Task requirements >> In the listing, copy the lines from the one containing "TARGET = silver laptop" up to and including the one containing "(1079, 495)", swapping "ceramic" for "porcelain" and keeping everything else the same.

Data to process >>
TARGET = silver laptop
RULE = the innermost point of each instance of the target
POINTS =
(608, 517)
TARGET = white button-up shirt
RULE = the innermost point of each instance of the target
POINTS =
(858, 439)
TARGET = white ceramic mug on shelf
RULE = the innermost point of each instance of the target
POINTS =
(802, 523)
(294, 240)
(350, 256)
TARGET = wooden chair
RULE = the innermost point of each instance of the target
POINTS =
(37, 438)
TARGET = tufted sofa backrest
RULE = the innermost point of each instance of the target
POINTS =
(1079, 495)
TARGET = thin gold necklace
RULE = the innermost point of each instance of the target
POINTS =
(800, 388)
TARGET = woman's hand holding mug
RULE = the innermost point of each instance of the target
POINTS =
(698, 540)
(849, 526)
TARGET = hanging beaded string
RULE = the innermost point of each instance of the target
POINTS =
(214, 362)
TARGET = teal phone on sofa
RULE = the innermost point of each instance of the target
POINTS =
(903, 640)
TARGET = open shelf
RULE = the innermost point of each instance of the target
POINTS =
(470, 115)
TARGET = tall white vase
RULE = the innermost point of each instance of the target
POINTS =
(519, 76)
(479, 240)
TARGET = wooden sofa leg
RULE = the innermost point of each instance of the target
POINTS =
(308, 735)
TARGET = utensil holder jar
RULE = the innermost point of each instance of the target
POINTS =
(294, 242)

--

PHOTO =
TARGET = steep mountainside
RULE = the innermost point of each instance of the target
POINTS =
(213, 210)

==

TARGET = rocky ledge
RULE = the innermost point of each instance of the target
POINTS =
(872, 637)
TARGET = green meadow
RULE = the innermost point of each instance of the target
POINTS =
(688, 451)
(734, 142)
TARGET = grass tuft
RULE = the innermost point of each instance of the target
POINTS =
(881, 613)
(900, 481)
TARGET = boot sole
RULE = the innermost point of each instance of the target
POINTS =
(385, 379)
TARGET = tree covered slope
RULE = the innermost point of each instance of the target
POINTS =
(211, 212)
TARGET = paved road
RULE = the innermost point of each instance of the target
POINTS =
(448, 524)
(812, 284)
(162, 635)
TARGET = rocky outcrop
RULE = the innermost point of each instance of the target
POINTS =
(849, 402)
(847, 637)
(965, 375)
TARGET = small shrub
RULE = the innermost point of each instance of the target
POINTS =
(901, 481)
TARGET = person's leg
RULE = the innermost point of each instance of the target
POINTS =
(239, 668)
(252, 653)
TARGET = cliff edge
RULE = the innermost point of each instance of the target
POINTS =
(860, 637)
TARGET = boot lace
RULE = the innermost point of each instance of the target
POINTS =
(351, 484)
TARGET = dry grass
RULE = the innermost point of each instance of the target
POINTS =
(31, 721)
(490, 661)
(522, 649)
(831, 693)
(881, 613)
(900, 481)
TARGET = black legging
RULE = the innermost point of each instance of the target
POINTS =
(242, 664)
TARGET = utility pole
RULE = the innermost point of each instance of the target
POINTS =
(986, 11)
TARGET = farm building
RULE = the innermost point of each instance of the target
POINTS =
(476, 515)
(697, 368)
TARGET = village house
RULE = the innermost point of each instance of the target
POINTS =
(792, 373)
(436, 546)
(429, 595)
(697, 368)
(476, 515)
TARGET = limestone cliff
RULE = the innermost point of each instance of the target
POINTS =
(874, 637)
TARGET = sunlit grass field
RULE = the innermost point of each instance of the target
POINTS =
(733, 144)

Exercise answer >>
TARGET = silver laptop
RULE = the innermost point of each instance of the target
POINTS =
(608, 517)
TARGET = white button-up shirt
RULE = the innermost point of each instance of the target
POINTS =
(858, 439)
TARGET = white porcelain mug on shelf
RULE = the innermost point of each instance of the target
POINTS =
(802, 523)
(294, 240)
(350, 256)
TARGET = wooden chair
RULE = the innermost point of each instance of the target
POINTS =
(37, 438)
TARGET = tufted sofa backrest
RULE = the innermost point of each instance of the target
POINTS =
(1079, 495)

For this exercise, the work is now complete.